What the task asks » Scan the entries line by line and return those with "coordinates".

Information supplied »

----------

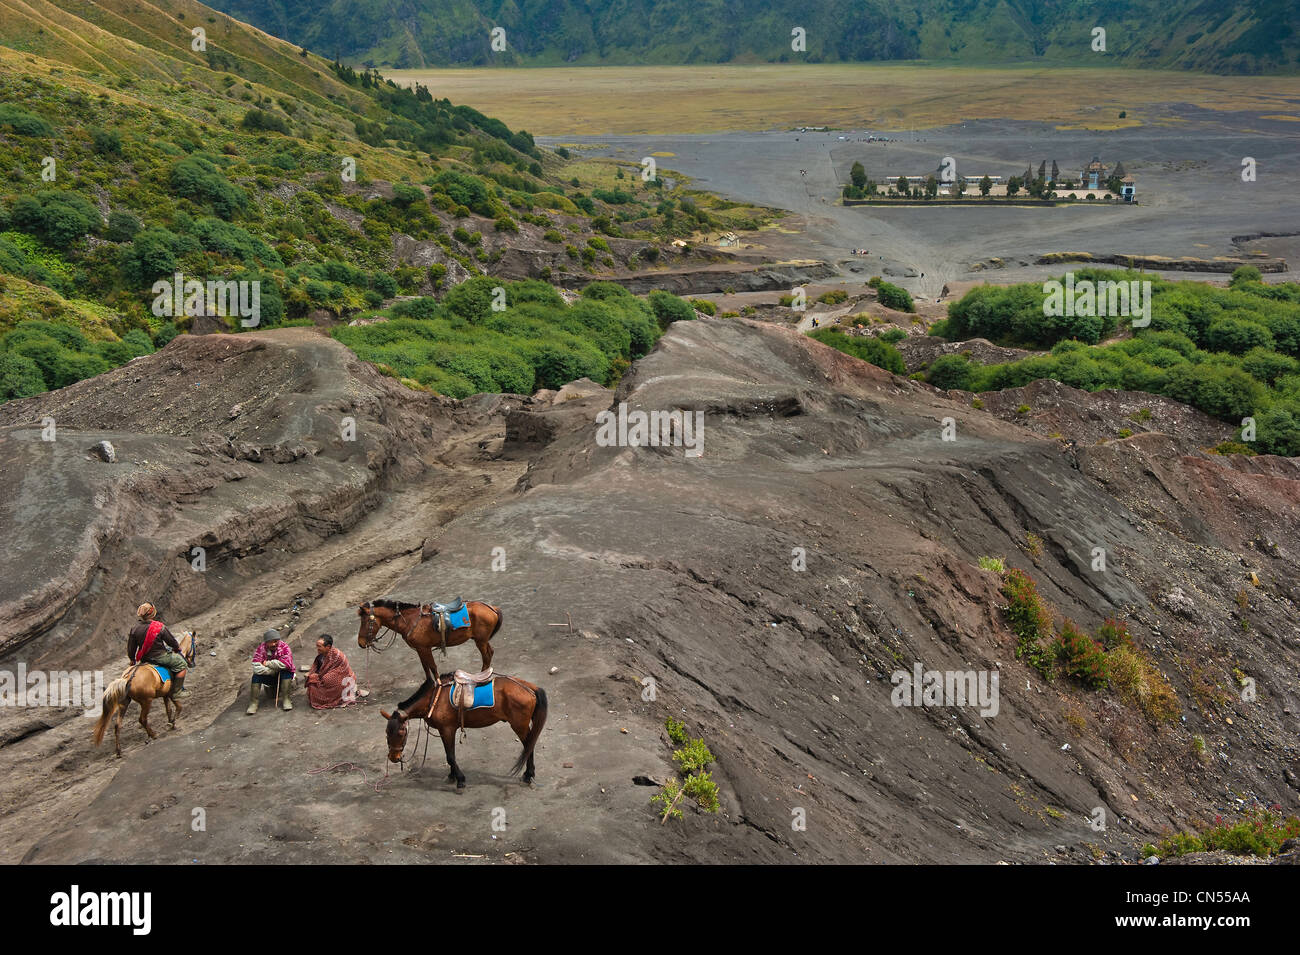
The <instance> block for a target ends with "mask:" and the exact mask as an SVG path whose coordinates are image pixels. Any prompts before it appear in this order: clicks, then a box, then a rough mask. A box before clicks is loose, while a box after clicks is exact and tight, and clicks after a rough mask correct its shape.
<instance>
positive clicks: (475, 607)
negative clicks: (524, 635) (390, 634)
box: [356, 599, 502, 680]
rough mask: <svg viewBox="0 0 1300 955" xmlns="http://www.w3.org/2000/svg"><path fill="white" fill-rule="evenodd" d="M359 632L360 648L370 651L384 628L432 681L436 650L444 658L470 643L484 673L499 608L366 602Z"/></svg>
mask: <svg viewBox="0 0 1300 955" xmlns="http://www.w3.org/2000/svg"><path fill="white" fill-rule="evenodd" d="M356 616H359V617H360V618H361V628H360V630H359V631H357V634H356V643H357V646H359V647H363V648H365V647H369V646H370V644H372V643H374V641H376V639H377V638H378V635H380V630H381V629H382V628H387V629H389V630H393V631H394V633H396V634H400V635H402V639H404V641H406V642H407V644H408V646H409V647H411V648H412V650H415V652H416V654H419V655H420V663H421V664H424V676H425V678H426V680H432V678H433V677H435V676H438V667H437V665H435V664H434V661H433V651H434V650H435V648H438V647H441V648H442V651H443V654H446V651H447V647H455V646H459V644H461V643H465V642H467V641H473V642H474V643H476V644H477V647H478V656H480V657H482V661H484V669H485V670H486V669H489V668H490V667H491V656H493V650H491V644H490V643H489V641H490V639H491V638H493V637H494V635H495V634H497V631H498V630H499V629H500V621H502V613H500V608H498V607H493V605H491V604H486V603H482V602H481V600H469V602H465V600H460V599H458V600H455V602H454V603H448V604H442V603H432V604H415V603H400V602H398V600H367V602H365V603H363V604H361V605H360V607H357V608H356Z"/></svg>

----------

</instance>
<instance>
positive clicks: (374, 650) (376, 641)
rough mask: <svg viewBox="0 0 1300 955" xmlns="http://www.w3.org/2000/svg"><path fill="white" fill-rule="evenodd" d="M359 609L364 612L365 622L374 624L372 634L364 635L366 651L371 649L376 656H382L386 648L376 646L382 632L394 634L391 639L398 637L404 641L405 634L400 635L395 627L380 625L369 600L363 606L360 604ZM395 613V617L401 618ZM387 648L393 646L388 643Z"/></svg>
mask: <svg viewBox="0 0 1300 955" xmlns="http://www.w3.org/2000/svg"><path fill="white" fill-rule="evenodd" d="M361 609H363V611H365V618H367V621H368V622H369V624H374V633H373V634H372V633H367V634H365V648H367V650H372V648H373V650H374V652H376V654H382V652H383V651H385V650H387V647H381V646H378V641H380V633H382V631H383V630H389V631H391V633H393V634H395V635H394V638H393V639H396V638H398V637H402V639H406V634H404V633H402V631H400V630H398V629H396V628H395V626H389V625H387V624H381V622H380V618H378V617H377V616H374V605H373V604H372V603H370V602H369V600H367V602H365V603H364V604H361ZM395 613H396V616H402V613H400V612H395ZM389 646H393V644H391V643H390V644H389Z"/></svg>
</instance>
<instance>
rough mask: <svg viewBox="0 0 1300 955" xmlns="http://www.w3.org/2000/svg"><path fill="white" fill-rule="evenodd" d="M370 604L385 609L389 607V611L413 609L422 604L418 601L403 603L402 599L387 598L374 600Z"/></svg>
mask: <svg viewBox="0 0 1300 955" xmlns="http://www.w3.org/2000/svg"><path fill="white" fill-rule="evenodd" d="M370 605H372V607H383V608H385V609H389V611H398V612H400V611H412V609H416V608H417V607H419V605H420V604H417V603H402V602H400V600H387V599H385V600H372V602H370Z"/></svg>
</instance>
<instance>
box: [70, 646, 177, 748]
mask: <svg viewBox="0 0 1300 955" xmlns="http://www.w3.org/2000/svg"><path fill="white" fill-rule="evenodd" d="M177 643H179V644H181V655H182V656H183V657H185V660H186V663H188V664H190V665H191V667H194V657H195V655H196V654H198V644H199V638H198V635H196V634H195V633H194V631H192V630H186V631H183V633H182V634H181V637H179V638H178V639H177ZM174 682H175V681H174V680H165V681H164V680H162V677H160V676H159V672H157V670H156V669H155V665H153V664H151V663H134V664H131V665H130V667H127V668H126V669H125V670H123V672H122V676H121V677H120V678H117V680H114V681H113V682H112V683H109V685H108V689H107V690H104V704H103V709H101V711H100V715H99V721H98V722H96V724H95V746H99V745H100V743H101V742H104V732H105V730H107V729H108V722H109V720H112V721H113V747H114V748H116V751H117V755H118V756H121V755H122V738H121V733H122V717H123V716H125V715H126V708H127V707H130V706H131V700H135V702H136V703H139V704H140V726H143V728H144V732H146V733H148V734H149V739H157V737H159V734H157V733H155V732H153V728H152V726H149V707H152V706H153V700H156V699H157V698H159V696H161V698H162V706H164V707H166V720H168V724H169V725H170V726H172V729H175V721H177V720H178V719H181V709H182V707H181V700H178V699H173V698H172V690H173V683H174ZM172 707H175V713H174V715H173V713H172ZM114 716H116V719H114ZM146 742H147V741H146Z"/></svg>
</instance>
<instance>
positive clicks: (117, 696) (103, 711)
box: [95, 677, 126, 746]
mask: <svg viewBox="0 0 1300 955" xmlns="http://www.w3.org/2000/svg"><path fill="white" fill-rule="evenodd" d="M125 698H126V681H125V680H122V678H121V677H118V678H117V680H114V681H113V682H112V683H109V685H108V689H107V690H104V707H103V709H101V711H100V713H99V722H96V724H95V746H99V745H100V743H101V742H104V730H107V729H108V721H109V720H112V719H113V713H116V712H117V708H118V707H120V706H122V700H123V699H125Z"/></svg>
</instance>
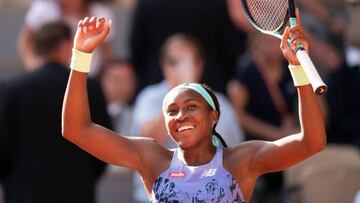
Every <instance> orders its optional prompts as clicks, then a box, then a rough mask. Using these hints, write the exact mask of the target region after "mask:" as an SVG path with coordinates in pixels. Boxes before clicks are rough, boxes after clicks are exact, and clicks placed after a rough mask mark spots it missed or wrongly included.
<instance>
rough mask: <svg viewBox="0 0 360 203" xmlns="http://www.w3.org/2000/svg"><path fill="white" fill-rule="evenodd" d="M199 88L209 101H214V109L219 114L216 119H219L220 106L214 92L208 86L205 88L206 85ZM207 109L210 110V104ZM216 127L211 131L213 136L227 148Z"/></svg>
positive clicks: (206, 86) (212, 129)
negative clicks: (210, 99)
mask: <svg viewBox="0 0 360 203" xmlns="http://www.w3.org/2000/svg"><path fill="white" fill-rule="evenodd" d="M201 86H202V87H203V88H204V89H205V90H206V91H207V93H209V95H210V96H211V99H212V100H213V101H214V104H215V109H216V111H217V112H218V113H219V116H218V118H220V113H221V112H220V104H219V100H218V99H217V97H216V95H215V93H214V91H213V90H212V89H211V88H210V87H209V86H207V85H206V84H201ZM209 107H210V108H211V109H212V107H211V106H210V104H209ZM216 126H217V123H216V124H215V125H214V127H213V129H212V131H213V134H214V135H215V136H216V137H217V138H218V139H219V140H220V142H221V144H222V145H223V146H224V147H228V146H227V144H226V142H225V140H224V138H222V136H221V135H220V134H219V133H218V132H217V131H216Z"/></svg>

----------

Solution to this exercise »
The <instance> block for a target ends with "mask:" and the exact mask as an SVG path whose coordinates are image pixels. Any prompts before it appear in this order: clicks, then a box, then a rough mask. A box before clicks is loose, while a box after clicks is exact and tight, and clicks after a rough mask correct its shape.
Every <instance> orders its optional prompts as clicks, then a box, then a rough mask. Using these hints, write the exact mask of the target region after "mask:" as an SVG path with coordinates in pixels. Boxes before clicks are rough, boxes after clicks are exact, and clicks placed after a rough mask mark spots it missed or wrongly included.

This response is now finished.